- Work to be completed:
Of all the lines below, output only those starting at the one with "Target: round tower" and ending at the one with "Where can the overcast", both ends included, exactly as written.

- Information shown:

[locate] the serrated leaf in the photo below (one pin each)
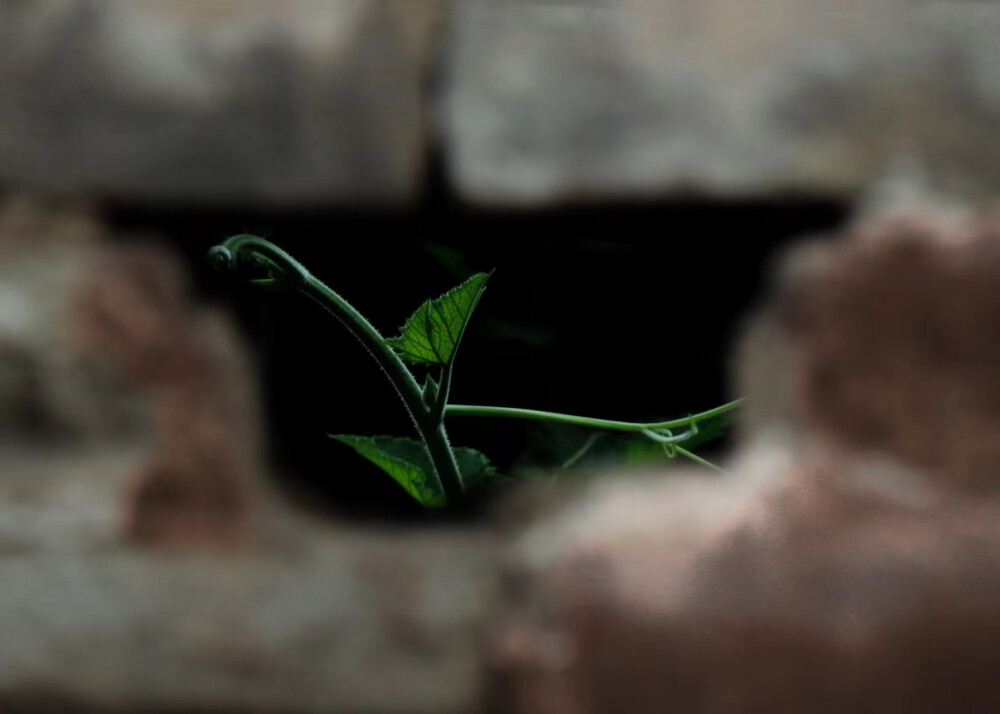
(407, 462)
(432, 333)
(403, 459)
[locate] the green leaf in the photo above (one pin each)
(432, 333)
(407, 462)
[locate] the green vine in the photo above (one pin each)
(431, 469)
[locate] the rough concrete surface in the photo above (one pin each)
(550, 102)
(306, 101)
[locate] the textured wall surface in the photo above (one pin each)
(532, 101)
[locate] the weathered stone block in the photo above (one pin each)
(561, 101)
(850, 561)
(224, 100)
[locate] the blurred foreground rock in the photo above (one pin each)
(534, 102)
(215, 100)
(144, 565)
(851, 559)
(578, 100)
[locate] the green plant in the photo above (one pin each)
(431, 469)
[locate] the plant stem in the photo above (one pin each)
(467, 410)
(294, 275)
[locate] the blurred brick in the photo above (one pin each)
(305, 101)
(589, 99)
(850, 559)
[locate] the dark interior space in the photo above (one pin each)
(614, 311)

* * *

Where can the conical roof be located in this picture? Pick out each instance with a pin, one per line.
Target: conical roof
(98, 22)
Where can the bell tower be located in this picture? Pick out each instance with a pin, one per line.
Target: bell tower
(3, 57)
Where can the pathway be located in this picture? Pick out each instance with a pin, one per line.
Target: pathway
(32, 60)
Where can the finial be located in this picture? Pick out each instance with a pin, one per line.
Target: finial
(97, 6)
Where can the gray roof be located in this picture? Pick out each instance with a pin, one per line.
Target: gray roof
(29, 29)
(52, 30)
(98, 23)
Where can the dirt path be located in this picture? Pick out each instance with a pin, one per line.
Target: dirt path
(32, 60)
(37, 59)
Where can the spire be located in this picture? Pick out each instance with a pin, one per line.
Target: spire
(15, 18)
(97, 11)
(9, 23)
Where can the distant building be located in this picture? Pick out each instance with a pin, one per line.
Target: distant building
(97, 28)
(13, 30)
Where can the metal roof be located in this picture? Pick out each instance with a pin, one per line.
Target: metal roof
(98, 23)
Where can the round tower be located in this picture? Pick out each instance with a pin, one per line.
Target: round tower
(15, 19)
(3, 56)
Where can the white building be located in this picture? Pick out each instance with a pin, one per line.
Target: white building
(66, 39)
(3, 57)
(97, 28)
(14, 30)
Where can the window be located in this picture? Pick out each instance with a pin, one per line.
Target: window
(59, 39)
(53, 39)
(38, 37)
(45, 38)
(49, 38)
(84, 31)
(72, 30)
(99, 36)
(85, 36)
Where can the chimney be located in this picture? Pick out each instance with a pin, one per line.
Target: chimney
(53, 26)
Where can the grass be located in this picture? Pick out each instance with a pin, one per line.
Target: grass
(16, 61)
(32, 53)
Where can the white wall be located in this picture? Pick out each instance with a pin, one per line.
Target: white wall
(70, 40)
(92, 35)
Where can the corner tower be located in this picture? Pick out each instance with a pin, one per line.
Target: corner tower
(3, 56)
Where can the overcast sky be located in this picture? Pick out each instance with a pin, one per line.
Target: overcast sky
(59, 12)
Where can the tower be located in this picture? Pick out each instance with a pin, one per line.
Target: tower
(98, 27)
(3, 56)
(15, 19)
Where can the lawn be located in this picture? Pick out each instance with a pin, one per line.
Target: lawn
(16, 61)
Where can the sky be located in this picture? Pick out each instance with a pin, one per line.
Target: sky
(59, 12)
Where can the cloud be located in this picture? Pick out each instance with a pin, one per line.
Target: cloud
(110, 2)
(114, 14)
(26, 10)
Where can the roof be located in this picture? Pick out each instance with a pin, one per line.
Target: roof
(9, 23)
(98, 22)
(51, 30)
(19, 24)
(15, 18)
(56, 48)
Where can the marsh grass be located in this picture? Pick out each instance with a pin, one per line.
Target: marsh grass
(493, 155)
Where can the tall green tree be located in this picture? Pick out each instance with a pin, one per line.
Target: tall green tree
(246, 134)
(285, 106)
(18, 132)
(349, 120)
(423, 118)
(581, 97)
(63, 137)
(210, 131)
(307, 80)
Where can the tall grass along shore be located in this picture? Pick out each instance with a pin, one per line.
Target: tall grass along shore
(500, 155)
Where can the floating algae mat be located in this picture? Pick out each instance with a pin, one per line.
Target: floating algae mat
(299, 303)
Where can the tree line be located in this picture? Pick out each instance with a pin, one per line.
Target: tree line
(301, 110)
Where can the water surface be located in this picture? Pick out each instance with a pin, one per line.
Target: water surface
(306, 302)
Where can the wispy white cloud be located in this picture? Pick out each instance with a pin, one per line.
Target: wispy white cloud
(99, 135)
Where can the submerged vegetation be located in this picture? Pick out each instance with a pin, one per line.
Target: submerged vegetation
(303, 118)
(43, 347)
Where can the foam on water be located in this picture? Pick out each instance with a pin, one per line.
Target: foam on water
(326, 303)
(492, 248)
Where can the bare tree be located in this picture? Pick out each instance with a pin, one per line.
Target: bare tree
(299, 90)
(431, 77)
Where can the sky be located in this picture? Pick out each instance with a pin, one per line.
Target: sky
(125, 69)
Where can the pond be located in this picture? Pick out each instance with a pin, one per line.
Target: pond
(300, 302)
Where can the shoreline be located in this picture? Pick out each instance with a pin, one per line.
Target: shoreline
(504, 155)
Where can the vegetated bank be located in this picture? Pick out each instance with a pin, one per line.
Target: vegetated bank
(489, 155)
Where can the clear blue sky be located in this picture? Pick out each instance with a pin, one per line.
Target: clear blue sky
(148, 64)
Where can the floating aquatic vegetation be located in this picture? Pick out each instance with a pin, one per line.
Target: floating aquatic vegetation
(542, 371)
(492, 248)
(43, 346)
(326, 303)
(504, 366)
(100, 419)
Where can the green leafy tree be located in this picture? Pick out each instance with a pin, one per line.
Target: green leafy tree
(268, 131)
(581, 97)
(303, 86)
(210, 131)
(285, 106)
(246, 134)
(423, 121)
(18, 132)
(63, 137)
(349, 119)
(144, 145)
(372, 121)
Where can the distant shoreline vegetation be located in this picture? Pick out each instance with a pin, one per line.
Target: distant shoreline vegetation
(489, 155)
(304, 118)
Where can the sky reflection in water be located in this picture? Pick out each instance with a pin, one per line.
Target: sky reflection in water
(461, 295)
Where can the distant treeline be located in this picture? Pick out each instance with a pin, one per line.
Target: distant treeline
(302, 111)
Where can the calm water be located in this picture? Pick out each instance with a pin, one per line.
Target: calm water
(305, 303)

- Reply:
Target: round tower
(15, 19)
(3, 56)
Where can the white building be located in this picture? Pick out each instance with a pin, one per line.
Target: white building
(66, 39)
(3, 57)
(97, 28)
(14, 30)
Where can the window be located in this picture? Pick out each instance with a pin, one per line.
Target: window
(59, 39)
(53, 39)
(38, 37)
(45, 38)
(49, 38)
(84, 31)
(72, 30)
(99, 36)
(85, 36)
Where can the chimney be located in this picture? Pick out each instance with a pin, one per line.
Target: chimney
(53, 26)
Where can the grass be located in this picture? Pick out each instance with a pin, one per line.
Target: grass
(16, 61)
(32, 53)
Where can the white wall be located in this picture? Pick out each instance with a pin, one per line.
Target: white wall
(70, 40)
(92, 35)
Where can the corner tower be located in this picture? Pick out each instance with a pin, one per line.
Target: corner tower
(3, 56)
Where can the overcast sky be located in this picture? Pick out each instance with a pin, one per line.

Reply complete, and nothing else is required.